## REQUISITOS DA TAREFA:
Continue o texto sobre o metaverso no ensino da saúde e no evento Chip in the Minuano, começando logo após a última frase apresentada.

## TEXTO DO EXERCÍCIO:
----------
O Centro é o único no Estado que possui certificação American Heart Association (AHA). Nele, o metaverso é utilizado na plataforma multidisciplinar 3D. Com a tecnologia, as aulas de fisiologia, saúde do adulto, patologia e de diferentes especialidades têm o diferencial de aproximar os estudantes dos cursos da área da saúde a questões que antes ficavam somente no imaginário ou nas imagens em 2D, já que eles ainda estão na etapa anterior ao contato acadêmico com o paciente. A tecnologia permite que os participantes das aulas visualizem e acessem o interior de órgãos humanos reproduzidos em 3D.
De acordo com o professor Eduardo, o estudante parte para as atividades práticas com mais conhecimento e compreensão do que pode acontecer com um paciente:
— Uma coisa é mostrar uma imagem em 2D e outra é vivenciar todo aquele momento. A aula se torna mais atrativa, e o aprendizado é ainda mais solidificado. Esta geração é aquela que vai desenvolver estas ferramentas que ainda são muito subutilizadas. Percebo um entusiasmo neles.
Para João Vítor, as aulas em 3D facilitam a compreensão. Ele, que já teve aulas em 3D em disciplinas como pneumologia, imaginologia, ginecologia e cardiologia, acredita que as novas tecnologias devem ir ao encontro dos métodos mais tradicionais, para serem usadas de forma conjunta.
— A maior dificuldade é aprender a usar o equipamento de forma correta. Já a maior facilidade é o leque de possibilidades que ele pode nos proporcionar. O Centro de Simulação Realística como um todo proporciona inúmeras simulações de situações práticas que, com certeza, ajudam muito na capacitação de profissionais da saúde — atesta o universitário.
Do zoom para o metaverso
Pela primeira vez, o evento Chip in the Minuano, organizado pela Universidade Federal de Pelotas (UFPel) e Universidade Federal do Rio Grande do Sul (UFRGS), será realizado em um ambiente virtual criado especialmente para o encontro. O Chip in the Minuano será de 22 a 26 de agosto, integra cinco eventos técnico-científicos que trarão discussões e oportunidades científicas e tecnológicas em Microeletrônica e pretende reunir participantes de diferentes partes do país.
Segundo Bruno Zatt, um dos coordenadores do evento e também coordenador do Programa de Pós-Graduação em Computação da UFPel, o Chip in the Minuano migrou para as reuniões virtuais por conta da pandemia. Porém, neste ano, a organização decidiu dar um passo a mais na experiência.
----------
## DADOS FORNECIDOS:
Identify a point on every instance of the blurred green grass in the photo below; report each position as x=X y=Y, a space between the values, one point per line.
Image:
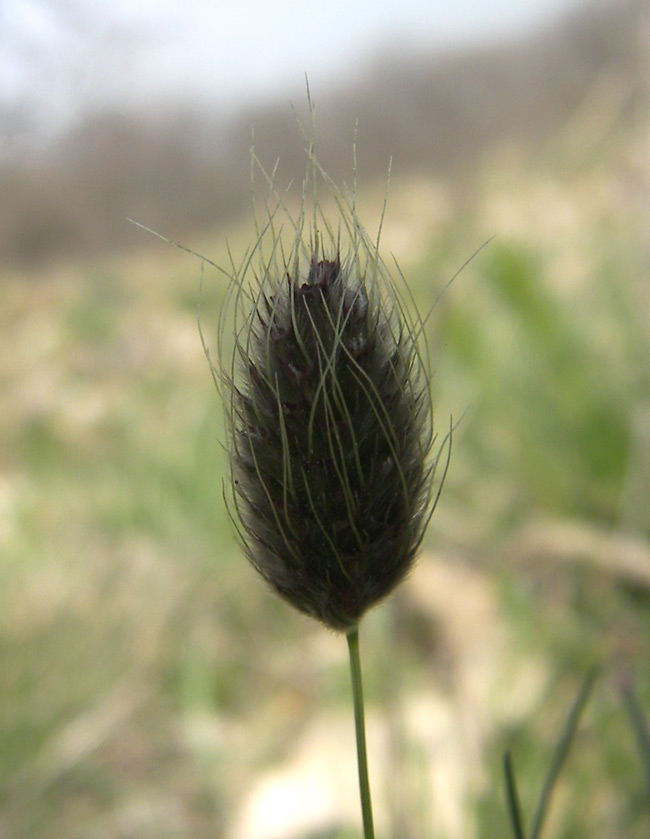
x=146 y=676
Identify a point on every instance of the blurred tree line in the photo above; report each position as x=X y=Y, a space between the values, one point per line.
x=181 y=171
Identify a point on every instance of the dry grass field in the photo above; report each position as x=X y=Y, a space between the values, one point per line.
x=151 y=687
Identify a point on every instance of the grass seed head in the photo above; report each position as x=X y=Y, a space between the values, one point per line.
x=330 y=425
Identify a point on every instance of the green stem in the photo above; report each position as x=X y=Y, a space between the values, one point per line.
x=360 y=727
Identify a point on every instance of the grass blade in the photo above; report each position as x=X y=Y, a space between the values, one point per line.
x=512 y=798
x=561 y=753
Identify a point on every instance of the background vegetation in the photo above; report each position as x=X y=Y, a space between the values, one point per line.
x=149 y=685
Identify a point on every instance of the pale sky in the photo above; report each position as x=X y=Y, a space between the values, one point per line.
x=60 y=55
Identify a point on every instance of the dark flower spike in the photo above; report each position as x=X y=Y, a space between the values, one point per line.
x=329 y=415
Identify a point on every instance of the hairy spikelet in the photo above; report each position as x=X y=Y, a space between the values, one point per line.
x=330 y=424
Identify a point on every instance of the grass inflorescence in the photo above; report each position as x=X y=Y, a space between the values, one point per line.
x=329 y=412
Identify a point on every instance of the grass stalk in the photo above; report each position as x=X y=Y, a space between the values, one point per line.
x=360 y=728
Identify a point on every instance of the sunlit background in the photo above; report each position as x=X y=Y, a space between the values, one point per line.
x=149 y=685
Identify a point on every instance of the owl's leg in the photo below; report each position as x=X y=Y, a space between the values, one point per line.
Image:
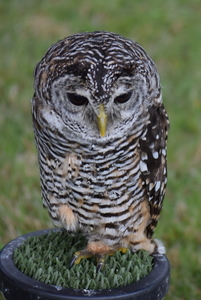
x=97 y=249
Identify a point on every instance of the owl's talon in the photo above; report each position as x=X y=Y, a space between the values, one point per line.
x=77 y=257
x=100 y=264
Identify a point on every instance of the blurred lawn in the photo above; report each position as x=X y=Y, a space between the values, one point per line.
x=170 y=31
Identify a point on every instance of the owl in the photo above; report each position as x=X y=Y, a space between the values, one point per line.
x=101 y=131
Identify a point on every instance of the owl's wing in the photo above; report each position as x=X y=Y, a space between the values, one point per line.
x=153 y=164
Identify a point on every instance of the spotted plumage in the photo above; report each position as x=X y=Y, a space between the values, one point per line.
x=101 y=131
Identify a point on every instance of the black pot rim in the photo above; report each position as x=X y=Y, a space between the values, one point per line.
x=156 y=283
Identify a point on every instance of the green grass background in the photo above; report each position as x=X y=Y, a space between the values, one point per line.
x=170 y=31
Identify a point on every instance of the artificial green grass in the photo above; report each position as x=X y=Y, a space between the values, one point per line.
x=47 y=257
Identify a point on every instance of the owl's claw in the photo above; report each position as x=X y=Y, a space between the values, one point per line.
x=77 y=257
x=100 y=263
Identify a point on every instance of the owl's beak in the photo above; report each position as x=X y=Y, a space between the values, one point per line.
x=102 y=120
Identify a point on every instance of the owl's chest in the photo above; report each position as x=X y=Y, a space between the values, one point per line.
x=105 y=175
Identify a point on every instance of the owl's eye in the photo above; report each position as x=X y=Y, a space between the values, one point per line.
x=77 y=99
x=123 y=98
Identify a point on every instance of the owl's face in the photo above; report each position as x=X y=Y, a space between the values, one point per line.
x=96 y=87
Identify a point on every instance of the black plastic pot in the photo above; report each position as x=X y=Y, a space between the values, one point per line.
x=16 y=286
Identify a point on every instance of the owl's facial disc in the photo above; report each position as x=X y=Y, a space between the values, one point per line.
x=102 y=120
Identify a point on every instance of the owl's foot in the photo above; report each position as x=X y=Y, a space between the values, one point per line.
x=100 y=255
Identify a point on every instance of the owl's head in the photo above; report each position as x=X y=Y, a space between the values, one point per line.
x=96 y=85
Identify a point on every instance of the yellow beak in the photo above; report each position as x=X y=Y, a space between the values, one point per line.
x=102 y=120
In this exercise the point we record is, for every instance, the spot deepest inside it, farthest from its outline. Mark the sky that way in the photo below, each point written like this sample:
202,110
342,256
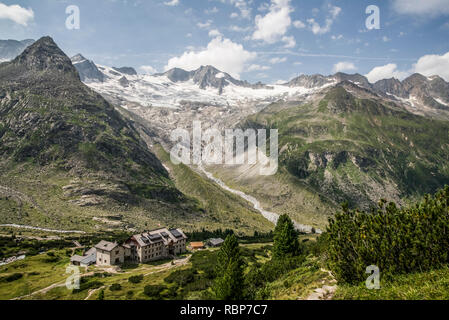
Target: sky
254,40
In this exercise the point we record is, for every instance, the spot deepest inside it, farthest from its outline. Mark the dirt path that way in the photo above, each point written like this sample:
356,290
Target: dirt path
169,265
326,292
92,291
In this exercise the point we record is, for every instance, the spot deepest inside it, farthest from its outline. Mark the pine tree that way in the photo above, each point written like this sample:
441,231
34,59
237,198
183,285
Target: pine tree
229,270
286,242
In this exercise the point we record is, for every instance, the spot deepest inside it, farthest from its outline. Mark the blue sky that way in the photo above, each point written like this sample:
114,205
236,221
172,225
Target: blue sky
266,40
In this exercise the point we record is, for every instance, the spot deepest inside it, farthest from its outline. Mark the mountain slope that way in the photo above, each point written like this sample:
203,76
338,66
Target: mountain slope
349,144
9,49
69,160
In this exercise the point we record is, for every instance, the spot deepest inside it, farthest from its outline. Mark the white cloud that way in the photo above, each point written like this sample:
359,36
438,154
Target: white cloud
339,37
204,25
431,65
299,24
172,3
238,29
290,42
242,6
211,11
386,72
422,7
428,65
214,33
148,69
221,53
256,67
344,66
16,13
278,60
316,28
275,23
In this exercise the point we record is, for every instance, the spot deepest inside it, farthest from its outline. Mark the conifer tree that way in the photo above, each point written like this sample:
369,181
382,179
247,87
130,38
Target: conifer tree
286,242
229,270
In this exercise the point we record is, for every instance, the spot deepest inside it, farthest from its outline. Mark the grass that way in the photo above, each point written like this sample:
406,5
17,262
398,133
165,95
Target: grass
298,284
37,273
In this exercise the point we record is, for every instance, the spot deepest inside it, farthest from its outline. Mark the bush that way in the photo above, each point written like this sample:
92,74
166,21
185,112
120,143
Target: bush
395,240
12,277
153,291
136,279
86,285
115,287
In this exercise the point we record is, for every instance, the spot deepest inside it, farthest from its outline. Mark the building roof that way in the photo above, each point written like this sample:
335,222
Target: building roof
197,244
106,245
216,241
159,235
77,258
90,259
91,251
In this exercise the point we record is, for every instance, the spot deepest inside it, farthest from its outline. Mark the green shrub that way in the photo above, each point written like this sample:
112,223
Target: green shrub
136,279
395,240
153,291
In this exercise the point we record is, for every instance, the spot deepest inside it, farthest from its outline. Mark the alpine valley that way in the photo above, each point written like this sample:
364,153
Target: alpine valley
85,146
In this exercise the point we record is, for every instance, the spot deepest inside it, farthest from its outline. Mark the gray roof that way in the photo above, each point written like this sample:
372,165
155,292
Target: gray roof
216,241
160,235
76,258
106,246
90,252
90,259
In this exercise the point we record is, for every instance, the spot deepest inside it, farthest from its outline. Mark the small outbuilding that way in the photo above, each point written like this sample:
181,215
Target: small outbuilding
89,258
215,242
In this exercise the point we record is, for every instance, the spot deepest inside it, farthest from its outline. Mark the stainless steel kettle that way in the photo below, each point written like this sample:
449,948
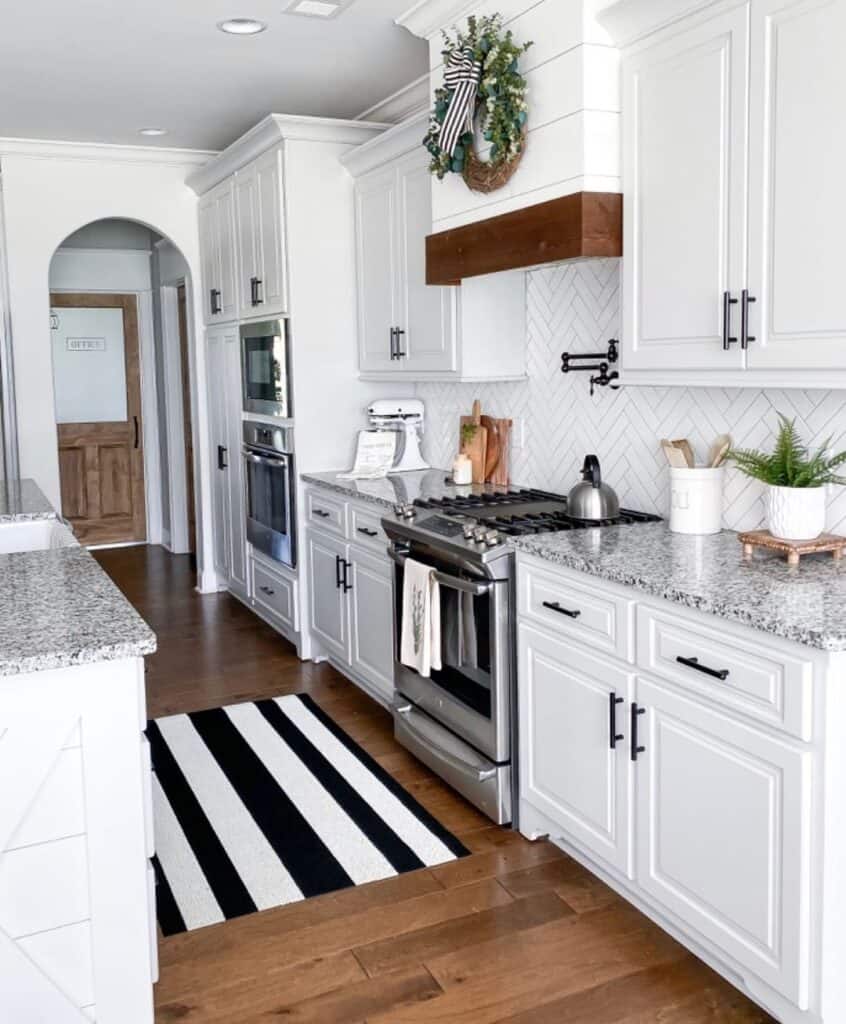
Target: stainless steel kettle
592,499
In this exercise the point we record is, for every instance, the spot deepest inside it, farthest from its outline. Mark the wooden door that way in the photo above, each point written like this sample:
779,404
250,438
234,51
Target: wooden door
684,145
377,261
722,834
181,308
798,203
572,770
97,384
427,313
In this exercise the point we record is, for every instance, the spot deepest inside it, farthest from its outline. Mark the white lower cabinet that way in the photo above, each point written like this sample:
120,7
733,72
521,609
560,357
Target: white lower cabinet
722,837
575,770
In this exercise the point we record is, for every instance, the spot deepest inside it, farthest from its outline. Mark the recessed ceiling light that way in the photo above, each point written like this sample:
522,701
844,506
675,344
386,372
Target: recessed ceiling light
242,27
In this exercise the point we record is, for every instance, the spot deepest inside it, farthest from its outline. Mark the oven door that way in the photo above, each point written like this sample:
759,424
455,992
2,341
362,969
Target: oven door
265,369
470,694
269,505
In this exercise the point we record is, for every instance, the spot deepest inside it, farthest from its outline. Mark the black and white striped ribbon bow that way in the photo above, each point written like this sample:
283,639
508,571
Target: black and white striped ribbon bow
462,76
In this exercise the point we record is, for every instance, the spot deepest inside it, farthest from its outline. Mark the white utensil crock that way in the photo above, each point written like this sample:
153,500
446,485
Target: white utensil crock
796,513
696,500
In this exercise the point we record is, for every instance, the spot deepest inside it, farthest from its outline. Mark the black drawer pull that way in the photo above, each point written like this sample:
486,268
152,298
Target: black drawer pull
636,713
616,736
554,606
693,663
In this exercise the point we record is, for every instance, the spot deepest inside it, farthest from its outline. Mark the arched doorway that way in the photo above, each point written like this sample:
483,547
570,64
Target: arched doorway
121,344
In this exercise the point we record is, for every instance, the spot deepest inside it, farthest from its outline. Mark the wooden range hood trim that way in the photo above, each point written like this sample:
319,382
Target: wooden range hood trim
577,226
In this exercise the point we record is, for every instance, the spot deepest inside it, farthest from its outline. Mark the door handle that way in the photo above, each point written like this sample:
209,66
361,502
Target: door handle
636,713
616,736
554,606
693,663
746,337
728,302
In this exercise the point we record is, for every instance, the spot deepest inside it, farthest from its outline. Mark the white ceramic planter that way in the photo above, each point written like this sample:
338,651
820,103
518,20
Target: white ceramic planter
796,513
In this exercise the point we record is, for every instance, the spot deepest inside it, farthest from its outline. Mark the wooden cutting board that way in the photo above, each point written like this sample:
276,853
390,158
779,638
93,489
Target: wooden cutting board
476,446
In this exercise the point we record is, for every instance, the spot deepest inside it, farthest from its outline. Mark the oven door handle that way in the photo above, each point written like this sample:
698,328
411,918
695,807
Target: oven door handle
477,774
455,583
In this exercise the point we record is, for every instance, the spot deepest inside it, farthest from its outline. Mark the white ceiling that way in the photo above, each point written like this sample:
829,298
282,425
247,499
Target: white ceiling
97,71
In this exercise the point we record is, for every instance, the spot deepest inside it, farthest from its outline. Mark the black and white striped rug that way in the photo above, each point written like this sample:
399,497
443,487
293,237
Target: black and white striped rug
257,805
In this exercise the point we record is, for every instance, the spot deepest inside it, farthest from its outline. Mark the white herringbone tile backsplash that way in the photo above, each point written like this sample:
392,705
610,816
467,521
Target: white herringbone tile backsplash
576,307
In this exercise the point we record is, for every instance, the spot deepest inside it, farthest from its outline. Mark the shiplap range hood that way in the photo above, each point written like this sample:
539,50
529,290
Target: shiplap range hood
563,202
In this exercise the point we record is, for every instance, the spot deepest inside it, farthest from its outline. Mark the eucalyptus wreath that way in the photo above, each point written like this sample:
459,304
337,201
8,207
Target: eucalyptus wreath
495,99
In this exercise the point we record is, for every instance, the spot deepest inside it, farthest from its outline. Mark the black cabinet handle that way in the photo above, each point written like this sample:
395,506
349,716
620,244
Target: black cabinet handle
728,302
746,337
616,736
636,713
693,663
554,606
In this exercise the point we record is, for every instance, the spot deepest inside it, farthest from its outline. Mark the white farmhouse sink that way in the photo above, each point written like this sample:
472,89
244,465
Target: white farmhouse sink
36,535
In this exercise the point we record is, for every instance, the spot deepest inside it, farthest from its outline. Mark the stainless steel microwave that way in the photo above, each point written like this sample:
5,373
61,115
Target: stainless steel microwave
265,363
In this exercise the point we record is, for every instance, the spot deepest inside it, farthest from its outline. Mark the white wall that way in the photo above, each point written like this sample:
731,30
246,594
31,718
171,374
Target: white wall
576,307
49,192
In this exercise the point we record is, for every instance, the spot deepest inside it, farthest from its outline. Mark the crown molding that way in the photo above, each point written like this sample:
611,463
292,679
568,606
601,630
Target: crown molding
396,141
270,131
53,150
427,17
402,104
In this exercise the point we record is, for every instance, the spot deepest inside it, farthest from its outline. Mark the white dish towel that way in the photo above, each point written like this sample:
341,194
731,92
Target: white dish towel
420,646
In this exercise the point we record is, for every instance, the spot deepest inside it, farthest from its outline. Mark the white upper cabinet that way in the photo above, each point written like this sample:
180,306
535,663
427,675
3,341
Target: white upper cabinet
217,254
685,101
734,210
409,330
798,202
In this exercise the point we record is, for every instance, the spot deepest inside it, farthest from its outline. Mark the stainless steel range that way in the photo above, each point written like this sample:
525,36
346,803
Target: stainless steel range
461,722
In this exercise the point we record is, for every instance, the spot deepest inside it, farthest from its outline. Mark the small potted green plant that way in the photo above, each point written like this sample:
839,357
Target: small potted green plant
796,480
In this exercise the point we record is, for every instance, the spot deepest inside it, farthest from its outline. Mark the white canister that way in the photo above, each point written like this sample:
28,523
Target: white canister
696,500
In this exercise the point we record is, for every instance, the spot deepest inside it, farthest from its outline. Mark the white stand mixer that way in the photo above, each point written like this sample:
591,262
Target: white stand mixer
406,417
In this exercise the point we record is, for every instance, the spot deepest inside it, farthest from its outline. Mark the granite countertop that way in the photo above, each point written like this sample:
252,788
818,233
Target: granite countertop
806,604
58,609
23,500
398,488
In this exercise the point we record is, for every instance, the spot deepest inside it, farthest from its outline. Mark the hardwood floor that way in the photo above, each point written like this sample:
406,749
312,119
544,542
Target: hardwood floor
515,934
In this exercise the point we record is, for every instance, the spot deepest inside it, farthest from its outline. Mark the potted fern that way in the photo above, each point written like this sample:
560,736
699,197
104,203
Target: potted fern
796,480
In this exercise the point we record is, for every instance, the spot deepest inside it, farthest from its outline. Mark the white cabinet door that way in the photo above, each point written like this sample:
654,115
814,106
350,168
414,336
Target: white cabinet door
684,121
371,626
427,313
573,770
246,217
723,834
230,385
797,157
220,456
377,269
270,291
328,600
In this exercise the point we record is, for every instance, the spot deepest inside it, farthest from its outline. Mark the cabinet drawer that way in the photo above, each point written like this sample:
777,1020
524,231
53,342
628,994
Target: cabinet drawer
366,528
739,673
275,594
327,513
568,605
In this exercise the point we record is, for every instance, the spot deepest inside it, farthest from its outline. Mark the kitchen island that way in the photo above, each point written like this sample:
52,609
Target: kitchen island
77,890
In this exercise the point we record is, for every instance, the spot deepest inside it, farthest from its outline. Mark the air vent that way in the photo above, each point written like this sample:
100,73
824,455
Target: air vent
318,8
----------
## RESPOSTA DO EXERCÍCIO:
— Ninguém mais aguenta o formato virtual mais clássico. Propusemos, então, que ele aconteça no metaverso para permitir mais interação porque perdemos o contato presencial. E as pessoas poderão continuar nas suas casas durante as conferências — explica Zatt, que tem o professor especialista em microeletrônica José Rodrigo Azambuja, da UFRGS, como parceiro na coordenação do Chip In deste ano.
Em 2021 as conferências foram via Zoom. Agora, haverá um ambiente próprio no metaverso em que cada participante se tornará um avatar e poderá conversar e até conhecer os balcões dos expositores e patrocinadores do evento.
Embora não tenha um lugar físico, o Chip in desta edição tem o Rio Grande do Sul como Estado organizador do evento. Até por isso foi criado um chafariz em formato de cuia na área externa onde os avatares dos visitantes poderão se encontrar entre uma conferência e outra. Também haverá diferentes jogos para os participantes se divertirem nos intervalos da programação. E se no último encontro presencial do evento, em 2019, 250 pessoas estiveram presentes em Bento Gonçalves, com a chegada do ambiente virtual são esperados cerca de 500 participantes de todo o Brasil.
— Escolhemos um ambiente parecido com os jogos dos anos de 1980 porque este sistema facilita para todos. Os ambientes mais imersivos exigem do usuário um poder computacional com mais potência. Aliás, pretendo usar esta plataforma para dar aulas e irmos testando — finaliza Zatt.